* [Task requirements]
1/ Using the passage on Facebook privacy, decide whether each statement agrees with it: (a) The popular status update invoking legal barriers has been shown to be a hoax. (b) Becoming publicly traded changed the privacy agreements that Facebook users accepted. (c) Law enforcement agencies need warrants to access Facebook messages. For each, answer yes or no and quote the words from the passage that settle it.
2/ Extend the passage on Facebook privacy, beginning right after its final sentence.

* [Document passage]
# # # #

Published: Thursday, November 29, 2012

Updated: Thursday, November 29, 2012 07:11

 

Since Facebook became a publicly traded entity, a certain status update has become quite popular among users. It essentially invokes numerous legal barriers meant to protect citizens from governments seeking to monitor and seize their postings.

While this particular status update has been proven to be a hoax — Facebook’s status as a publicly traded entity does not change the privacy agreements or terms and policies users agreed to when they created their accounts — it brings attention to the increasingly vital issue of who owns content uploaded to social media websites. 

Currently, Facebook collects a mass of information from its users to sell to advertisers, and since its historic initial public offering — and subsequent plummet to the bottom of the stock barrel — Facebook has been aggressively tailoring individual advertisements, controversially aggregating its data on users to show them advertisements outside of Facebook. 

In another attempt to monetize its users, Facebook seems to be pursuing a service known as “Gifts,” with which users can buy presents for their friends. As is universal in online shopping, users would need to upload credit card information that Facebook will keep unless users delete it after the purchase. The data could be used to track shopping habits and personalize ads like fellow online retailer Amazon. 

Facebook has unilaterally denied that it infringes on its users privacy and insists that users own their own data. So while ads are annoying and corporations are scary, the danger of Facebook’s ambiguous privacy policies comes from government. Law enforcement agencies are currently able to access electronic communications, like emails or Facebook messages, without obtaining warrants.

# # # #

* [Entries provided]
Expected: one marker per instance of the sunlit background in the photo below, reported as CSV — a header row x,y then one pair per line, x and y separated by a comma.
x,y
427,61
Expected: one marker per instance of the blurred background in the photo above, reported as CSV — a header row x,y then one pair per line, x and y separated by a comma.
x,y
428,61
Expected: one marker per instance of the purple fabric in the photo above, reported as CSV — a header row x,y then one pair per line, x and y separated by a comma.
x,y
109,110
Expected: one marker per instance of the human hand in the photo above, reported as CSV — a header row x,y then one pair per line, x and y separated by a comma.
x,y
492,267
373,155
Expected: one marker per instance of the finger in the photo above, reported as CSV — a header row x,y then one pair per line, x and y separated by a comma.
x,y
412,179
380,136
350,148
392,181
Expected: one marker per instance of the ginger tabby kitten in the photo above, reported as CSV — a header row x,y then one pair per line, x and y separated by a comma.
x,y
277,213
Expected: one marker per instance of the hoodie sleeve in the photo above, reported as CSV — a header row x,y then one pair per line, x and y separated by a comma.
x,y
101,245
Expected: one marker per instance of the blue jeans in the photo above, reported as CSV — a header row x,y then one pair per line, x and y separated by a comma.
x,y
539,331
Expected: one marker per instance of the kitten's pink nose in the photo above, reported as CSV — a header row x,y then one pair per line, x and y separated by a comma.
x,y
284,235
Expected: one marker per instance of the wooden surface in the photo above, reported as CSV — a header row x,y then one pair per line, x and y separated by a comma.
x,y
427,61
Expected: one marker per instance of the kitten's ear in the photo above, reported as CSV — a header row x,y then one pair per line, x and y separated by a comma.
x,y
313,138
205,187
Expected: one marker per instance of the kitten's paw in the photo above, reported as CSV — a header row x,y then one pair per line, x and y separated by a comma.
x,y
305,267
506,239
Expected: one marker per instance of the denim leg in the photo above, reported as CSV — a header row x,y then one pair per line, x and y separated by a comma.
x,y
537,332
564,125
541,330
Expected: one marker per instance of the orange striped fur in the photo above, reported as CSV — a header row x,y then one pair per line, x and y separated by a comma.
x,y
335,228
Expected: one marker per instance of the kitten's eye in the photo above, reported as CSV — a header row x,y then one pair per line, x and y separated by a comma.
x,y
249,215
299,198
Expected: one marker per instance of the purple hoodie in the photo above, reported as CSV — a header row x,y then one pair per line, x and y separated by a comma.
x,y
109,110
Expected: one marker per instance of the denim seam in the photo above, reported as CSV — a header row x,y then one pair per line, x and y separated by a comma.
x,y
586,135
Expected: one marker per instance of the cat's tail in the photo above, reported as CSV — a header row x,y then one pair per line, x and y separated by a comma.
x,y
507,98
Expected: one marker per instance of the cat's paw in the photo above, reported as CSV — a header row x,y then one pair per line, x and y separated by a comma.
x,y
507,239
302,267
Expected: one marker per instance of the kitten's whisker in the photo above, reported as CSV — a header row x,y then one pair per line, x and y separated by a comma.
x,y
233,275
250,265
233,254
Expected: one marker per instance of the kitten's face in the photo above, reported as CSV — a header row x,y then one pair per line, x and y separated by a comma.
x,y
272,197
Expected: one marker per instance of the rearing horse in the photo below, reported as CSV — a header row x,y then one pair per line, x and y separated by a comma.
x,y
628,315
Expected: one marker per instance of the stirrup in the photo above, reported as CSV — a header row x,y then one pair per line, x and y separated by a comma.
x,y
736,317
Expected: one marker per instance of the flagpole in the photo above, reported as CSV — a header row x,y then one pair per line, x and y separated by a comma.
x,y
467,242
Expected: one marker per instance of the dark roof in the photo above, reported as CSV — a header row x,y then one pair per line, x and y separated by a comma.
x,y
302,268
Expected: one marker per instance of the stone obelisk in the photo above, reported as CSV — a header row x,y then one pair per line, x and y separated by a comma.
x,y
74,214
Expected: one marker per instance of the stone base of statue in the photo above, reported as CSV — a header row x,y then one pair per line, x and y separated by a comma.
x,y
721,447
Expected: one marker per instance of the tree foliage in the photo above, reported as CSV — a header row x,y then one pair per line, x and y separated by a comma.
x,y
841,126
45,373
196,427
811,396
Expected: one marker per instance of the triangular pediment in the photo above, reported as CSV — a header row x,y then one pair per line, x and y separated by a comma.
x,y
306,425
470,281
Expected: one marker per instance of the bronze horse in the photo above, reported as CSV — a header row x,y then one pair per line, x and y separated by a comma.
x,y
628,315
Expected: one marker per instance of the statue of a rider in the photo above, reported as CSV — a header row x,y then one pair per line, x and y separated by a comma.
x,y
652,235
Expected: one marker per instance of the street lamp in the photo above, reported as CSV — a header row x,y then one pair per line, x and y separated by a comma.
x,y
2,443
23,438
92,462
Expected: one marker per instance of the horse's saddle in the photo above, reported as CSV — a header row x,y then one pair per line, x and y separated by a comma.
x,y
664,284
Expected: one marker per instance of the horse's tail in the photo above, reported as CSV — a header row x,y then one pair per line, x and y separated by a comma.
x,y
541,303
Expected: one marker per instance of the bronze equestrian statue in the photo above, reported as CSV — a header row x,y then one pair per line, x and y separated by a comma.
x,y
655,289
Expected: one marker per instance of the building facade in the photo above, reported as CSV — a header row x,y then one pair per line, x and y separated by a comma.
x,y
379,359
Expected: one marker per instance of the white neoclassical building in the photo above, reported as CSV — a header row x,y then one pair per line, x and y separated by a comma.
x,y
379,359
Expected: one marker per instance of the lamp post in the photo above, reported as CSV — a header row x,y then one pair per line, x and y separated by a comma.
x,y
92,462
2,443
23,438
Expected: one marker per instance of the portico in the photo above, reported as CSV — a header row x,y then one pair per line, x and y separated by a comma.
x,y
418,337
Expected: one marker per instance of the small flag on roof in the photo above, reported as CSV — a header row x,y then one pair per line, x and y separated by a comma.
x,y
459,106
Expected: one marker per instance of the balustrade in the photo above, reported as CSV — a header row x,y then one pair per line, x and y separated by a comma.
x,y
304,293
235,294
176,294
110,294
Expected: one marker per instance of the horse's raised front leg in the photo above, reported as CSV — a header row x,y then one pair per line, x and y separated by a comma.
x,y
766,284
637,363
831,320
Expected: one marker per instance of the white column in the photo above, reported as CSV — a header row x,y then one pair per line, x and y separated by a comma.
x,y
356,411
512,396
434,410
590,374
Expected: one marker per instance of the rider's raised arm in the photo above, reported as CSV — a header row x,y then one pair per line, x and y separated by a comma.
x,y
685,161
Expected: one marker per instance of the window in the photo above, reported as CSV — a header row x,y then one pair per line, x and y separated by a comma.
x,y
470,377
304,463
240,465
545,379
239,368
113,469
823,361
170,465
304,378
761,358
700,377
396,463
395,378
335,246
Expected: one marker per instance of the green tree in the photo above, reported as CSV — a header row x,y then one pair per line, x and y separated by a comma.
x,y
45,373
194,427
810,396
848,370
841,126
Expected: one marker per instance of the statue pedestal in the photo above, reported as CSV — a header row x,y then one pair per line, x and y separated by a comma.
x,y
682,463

# # # #

* [Answers to each task]
1/
(a) Yes: "this particular status update has been proven to be a hoax"
(b) No: "Facebook’s status as a publicly traded entity does not change the privacy agreements or terms and policies users agreed to when they created their accounts"
(c) No: "Law enforcement agencies are currently able to access electronic communications, like emails or Facebook messages, without obtaining warrants."

2/
Currently, Congress is reviewing the remarkably antiquated Electronic Communications Privacy Act of 1986, spurred by Senator Patrick Leahy’s (D-Vt.) proposal of amendments to the bill that would require a warrant to access such information. 

Users of social media of any kind necessarily should be wary of what they upload or post because that information is, as soon as it is submitted, free to be reviewed by any law enforcement agency without any common sense application of due process. Without the sort of reason necessary to bring to a court before a citizen’s privacy is grossly invaded, anyone’s virtual content is free to be accessed by law enforcement. No laws have to have been broken or suspected to have been broken for law enforcement to access online communications.

While there should be some semblance of privacy behind communications that are ostensibly private — anything in an inbox, for example — that is not the reality of federal law. Instead, laws made by a congress that could not anticipate the proliferation of online communications today still govern how law enforcement treats the privacy of citizens. Until changes are made that protect user privacy and perhaps even after such changes are made, users should remain cautious and understand that this problem extends beyond the scope of a Facebook status.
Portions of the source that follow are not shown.